* _WHAT YOU HAVE TO DO_: Give everything in the data from the line containing "the blue t-shirt" down to the line containing "<point>263,144</point>", both included, as a numbered list with blank lines omitted.

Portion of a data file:
↓↓↓
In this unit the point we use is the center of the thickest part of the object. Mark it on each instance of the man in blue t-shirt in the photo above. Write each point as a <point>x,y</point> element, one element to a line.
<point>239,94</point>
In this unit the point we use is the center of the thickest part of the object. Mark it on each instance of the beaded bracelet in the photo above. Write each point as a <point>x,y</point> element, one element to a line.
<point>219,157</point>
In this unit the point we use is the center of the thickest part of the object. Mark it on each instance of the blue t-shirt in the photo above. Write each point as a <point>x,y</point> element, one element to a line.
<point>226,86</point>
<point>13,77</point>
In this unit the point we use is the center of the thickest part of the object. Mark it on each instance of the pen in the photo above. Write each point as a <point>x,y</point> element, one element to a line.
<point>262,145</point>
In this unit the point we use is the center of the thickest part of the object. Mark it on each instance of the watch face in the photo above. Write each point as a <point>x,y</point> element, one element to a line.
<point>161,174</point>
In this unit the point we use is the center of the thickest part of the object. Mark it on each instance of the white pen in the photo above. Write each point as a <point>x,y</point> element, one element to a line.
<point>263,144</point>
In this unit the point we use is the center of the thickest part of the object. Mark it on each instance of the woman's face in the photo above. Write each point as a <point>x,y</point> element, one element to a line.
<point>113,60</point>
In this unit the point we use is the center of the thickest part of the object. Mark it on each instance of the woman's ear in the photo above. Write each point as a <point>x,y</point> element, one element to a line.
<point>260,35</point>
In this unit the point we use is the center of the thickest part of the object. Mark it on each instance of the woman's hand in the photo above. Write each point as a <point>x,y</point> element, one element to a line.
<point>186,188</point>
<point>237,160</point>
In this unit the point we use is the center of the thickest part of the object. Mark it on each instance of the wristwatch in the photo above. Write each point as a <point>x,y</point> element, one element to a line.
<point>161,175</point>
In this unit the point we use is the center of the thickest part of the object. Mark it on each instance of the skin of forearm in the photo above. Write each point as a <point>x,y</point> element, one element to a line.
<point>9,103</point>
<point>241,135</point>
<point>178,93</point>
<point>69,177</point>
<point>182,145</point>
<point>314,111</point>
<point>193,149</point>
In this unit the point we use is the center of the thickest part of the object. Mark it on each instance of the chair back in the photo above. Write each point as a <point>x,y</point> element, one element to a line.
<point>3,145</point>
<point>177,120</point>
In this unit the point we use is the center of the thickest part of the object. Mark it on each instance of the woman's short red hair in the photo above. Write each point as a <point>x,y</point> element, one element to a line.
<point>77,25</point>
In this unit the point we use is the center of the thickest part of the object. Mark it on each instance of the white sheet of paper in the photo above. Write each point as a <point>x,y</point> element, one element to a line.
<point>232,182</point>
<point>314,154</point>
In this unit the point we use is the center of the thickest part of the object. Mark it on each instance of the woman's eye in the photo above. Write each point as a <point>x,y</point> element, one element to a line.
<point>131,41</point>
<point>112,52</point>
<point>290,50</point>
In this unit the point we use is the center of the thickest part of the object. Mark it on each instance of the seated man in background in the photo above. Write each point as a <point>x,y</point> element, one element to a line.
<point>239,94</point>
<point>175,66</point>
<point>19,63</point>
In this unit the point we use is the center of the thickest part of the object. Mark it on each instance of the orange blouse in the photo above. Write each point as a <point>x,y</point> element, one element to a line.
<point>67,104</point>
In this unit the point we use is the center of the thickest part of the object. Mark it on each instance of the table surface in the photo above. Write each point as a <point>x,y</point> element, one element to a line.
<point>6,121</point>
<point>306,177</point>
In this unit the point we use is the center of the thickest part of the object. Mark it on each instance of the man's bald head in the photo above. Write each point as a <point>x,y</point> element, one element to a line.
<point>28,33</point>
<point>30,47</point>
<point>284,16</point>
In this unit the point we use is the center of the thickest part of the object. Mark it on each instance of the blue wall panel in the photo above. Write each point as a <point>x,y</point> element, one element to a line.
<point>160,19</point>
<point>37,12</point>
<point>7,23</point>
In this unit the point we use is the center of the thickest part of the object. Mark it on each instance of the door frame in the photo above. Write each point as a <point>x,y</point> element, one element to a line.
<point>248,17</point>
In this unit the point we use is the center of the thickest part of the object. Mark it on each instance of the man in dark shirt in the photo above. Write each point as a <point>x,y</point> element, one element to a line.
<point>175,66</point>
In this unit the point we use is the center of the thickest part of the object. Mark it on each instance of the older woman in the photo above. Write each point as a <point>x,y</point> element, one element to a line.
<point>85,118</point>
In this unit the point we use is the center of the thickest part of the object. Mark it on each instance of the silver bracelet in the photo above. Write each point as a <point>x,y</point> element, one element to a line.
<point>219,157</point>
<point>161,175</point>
↑↑↑
* _THE COMPLETED TASK_:
1. In this unit the point we use is the center of the thickest part of the object. Mark it on each instance of the blue t-shirt in the photo above. Write each point as a <point>x,y</point> element, one element to a line.
2. <point>226,86</point>
3. <point>13,77</point>
4. In this unit the point we use is the center of the thickest part of the object. Mark it on each instance of the pen in the photo above. Write each point as a <point>x,y</point> element, one element to a line.
5. <point>262,145</point>
6. In this unit the point we use is the center of the thickest part of the object. Mark it on each instance of the watch face in the photo above. Write each point as a <point>x,y</point> element, one element to a line.
7. <point>161,174</point>
8. In this unit the point we use is the center of the thickest part of the object. Mark it on each instance of the white pen in the photo above. Write each point as a <point>x,y</point> element, one element to a line.
9. <point>263,144</point>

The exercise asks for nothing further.